Abstract

Type 2 diabetes mellitus (T2DM) presents an increased risk of cardiovascular disease, and cardiovascular disease is a major cause of death in patients with diabetes. These vascular complications are thought to occur as a result of endothelial dysfunction, a pathological state in which endothelial cells shift towards a pro-contractile and pro-thrombotic phenotype, including a decrease in the bioavailability of the vasodilator nitric oxide (NO). Hyperglycaemia is thought to play a key role in the development of endothelial dysfunction. Research suggests that fluctuating hyperglycaemia, as experienced post-prandially, may be more damaging to the endothelium than hyperglycaemia per se.

In order to assess the effects of fluctuating glucose on endothelial cell function, human saphenous vein endothelial cells (hSVECs) were exposed to either normoglycaemia (5 mM glucose), hyperglycaemia (25 mM glucose), or fluctuating glucose (cells alternately exposed to 5 mM and 25 mM glucose; 2 hour intervals) for 10 hours. Following this, cells were stimulated with 100 nM insulin, and phosphorylation of Akt and endothelial nitric oxide synthase (eNOS), as an indicator of NO production, were assessed by western blotting. In addition, RNA was extracted from cells exposed to the different glucose conditions in order to determine any changes in gene expression of eNOS, cyclooxygenase-2 and the adhesion molecules VCAM-1 and ICAM-1.

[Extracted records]
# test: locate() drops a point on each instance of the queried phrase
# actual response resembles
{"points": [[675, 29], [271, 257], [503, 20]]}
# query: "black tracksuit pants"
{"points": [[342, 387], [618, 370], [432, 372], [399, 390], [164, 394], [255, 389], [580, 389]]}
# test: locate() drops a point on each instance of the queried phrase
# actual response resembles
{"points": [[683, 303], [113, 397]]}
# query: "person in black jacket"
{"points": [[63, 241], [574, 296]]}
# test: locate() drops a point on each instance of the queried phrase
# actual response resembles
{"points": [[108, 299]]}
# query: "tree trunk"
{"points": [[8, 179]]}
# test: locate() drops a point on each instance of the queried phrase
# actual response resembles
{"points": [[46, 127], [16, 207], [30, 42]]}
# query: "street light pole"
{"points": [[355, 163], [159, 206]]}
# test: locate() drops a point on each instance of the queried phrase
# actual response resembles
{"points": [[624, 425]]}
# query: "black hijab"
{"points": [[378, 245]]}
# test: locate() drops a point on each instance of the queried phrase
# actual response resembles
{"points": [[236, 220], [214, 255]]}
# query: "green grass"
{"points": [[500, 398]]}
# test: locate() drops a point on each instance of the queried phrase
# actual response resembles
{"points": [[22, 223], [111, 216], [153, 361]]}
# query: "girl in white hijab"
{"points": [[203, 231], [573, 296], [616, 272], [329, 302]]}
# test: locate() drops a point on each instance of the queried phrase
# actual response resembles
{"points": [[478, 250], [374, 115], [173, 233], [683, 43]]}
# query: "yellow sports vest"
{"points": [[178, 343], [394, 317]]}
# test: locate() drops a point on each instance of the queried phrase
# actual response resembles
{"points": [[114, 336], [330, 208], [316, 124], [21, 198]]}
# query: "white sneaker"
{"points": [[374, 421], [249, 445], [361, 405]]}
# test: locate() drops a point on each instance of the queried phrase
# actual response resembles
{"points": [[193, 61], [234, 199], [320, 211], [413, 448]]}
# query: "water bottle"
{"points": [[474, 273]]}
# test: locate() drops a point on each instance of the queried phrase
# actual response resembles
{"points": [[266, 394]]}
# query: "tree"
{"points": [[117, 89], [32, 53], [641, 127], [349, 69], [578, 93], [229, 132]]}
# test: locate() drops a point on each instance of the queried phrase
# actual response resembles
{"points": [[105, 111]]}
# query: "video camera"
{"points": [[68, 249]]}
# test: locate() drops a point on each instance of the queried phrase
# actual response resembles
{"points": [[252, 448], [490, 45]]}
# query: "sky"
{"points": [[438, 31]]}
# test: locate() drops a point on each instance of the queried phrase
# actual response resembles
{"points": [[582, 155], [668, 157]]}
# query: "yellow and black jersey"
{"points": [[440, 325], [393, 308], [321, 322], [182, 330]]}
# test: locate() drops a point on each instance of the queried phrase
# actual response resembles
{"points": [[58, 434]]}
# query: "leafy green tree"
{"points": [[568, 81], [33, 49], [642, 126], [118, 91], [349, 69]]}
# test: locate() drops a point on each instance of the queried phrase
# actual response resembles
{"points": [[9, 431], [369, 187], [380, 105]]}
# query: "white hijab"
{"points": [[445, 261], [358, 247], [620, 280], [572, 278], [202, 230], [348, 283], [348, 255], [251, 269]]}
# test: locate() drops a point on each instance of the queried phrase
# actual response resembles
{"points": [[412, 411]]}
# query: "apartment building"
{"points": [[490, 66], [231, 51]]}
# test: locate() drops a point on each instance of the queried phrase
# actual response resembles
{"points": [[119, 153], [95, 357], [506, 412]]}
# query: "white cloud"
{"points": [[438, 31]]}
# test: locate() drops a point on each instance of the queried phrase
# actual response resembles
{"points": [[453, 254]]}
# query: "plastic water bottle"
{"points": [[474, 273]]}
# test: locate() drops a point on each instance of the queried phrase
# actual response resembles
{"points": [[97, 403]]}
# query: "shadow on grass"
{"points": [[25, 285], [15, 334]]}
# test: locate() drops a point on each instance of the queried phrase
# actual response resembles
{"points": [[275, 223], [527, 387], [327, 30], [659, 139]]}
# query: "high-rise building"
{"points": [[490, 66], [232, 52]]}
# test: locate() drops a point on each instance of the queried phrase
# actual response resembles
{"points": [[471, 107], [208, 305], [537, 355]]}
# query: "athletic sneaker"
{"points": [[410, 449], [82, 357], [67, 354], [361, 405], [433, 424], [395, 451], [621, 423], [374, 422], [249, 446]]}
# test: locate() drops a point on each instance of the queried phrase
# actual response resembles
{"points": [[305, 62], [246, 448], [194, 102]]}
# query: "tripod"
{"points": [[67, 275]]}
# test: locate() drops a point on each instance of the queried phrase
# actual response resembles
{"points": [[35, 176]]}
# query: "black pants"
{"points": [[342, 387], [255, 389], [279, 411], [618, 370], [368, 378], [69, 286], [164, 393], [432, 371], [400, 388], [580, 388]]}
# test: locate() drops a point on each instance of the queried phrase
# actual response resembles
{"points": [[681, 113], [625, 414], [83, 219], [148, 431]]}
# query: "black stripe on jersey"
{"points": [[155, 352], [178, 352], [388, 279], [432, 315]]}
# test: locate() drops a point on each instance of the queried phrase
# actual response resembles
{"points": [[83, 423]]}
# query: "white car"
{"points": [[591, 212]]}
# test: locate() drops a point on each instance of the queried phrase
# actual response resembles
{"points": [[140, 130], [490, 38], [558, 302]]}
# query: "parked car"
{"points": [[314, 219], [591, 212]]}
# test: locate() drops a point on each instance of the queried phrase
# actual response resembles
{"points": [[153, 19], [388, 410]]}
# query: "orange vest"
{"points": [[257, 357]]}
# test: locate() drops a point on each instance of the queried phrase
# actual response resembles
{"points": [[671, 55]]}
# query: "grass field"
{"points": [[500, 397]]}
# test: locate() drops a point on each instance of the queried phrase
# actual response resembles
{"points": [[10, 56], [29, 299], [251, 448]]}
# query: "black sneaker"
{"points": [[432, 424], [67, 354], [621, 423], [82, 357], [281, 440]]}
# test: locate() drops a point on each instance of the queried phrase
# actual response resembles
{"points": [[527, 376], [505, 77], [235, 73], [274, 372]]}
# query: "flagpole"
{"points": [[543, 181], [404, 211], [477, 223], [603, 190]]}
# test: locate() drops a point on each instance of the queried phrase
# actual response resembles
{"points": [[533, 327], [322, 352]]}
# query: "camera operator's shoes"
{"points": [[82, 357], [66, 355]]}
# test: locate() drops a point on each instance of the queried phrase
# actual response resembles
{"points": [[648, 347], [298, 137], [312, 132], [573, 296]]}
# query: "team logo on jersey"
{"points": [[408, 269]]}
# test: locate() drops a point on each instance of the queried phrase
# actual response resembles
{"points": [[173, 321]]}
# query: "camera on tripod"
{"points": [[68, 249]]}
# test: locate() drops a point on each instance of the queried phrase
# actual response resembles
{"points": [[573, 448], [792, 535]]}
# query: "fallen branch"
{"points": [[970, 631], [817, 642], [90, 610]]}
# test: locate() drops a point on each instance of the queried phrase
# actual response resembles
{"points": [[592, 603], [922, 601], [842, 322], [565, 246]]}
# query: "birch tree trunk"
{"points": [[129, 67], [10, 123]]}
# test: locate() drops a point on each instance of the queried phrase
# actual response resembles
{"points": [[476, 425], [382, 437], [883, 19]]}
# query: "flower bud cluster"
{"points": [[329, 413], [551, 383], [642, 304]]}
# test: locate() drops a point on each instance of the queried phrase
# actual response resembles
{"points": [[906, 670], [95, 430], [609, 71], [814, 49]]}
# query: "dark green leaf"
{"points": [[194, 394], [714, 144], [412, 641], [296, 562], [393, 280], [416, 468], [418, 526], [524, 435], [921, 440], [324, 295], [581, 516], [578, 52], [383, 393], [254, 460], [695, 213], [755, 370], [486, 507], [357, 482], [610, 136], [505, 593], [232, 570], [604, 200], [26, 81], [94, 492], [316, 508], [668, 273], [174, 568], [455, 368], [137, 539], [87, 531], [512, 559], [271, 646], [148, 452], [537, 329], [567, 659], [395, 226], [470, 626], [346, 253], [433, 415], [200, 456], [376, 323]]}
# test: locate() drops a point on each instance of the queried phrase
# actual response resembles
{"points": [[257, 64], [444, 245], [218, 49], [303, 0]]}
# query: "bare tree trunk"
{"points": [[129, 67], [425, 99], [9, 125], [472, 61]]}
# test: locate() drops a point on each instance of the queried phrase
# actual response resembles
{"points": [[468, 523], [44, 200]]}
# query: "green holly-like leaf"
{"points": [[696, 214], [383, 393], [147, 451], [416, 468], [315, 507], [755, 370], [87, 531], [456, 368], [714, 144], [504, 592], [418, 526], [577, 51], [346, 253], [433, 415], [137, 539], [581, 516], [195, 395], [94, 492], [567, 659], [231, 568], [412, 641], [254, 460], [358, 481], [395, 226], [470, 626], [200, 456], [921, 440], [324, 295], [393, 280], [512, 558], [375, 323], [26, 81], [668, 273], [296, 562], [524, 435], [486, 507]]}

[EXERCISES]
a - Name every gene whose expression the glucose abstract says was examined in RNA from the cells.
b - Write out the part of the glucose abstract that starts with "Type 2 diabetes" and goes on through "hyperglycaemia per se.".

[OUTPUTS FOR THE TASKS]
a - eNOS (endothelial nitric oxide synthase), cyclooxygenase-2, VCAM-1, ICAM-1

b -
Type 2 diabetes mellitus (T2DM) presents an increased risk of cardiovascular disease, and cardiovascular disease is a major cause of death in patients with diabetes. These vascular complications are thought to occur as a result of endothelial dysfunction, a pathological state in which endothelial cells shift towards a pro-contractile and pro-thrombotic phenotype, including a decrease in the bioavailability of the vasodilator nitric oxide (NO). Hyperglycaemia is thought to play a key role in the development of endothelial dysfunction. Research suggests that fluctuating hyperglycaemia, as experienced post-prandially, may be more damaging to the endothelium than hyperglycaemia per se.